**To do:**
Turn every line of the entries below into a numbered list, leaving out any blank lines.

**Items:**
## Start

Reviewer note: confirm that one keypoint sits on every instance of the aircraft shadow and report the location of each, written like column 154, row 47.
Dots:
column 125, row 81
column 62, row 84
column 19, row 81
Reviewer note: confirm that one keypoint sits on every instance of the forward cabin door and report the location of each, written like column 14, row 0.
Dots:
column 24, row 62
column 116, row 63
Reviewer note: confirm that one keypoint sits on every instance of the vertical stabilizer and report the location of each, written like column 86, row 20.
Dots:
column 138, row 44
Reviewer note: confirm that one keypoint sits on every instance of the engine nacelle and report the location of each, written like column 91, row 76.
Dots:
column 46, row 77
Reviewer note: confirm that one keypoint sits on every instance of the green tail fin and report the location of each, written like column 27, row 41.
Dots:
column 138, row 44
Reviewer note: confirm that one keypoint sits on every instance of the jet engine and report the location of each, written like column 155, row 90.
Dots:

## End

**Full response:**
1. Reviewer note: confirm that one keypoint sits on every instance of the aircraft shadow and report the location of each, written like column 154, row 47.
2. Dots:
3. column 125, row 81
4. column 62, row 84
5. column 19, row 81
6. Reviewer note: confirm that one keypoint sits on every instance of the forward cabin door and report the location of each, written like column 14, row 0.
7. Dots:
8. column 24, row 62
9. column 116, row 63
10. Reviewer note: confirm that one keypoint sits on every instance of the vertical stabilizer and report the location of each, written like column 86, row 20.
11. Dots:
12. column 138, row 44
13. Reviewer note: confirm that one keypoint sits on every instance of the engine nacelle and report the location of each, written like column 91, row 76.
14. Dots:
15. column 46, row 77
16. Reviewer note: confirm that one keypoint sits on every instance of the green tail fin and report the location of each, written like column 27, row 41.
17. Dots:
18. column 138, row 44
19. Reviewer note: confirm that one keypoint sits on every instance of the jet engine and report the location of each, written like column 155, row 90.
20. Dots:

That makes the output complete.